Dataset excerpt
--- BEGIN ---

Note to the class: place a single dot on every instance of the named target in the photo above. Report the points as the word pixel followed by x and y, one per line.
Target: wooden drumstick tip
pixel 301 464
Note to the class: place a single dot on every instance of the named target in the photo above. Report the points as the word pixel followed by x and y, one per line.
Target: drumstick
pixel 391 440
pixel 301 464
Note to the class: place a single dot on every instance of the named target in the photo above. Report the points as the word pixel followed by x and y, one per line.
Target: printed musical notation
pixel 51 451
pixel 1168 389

--- END ---

### WHAT IS REQUIRED
Copy out every line of the records above, keeping each one unchanged.

### SOLVED PROBLEM
Note to the class: place a single dot on every instance of the named target in the photo above. Report the points as the word pixel followed by x and y, one per line.
Target: wooden drumstick tip
pixel 301 464
Note to the class: place a single dot on every instance of the named target in the photo above. Report the points as the word pixel followed by x and y, one per line.
Target: drumstick
pixel 391 440
pixel 301 464
Note to the class: place a single dot on every instance of the named target in the photo above. Report the points as the word pixel followed by x and y, one per line.
Target: printed musical notation
pixel 51 451
pixel 1168 389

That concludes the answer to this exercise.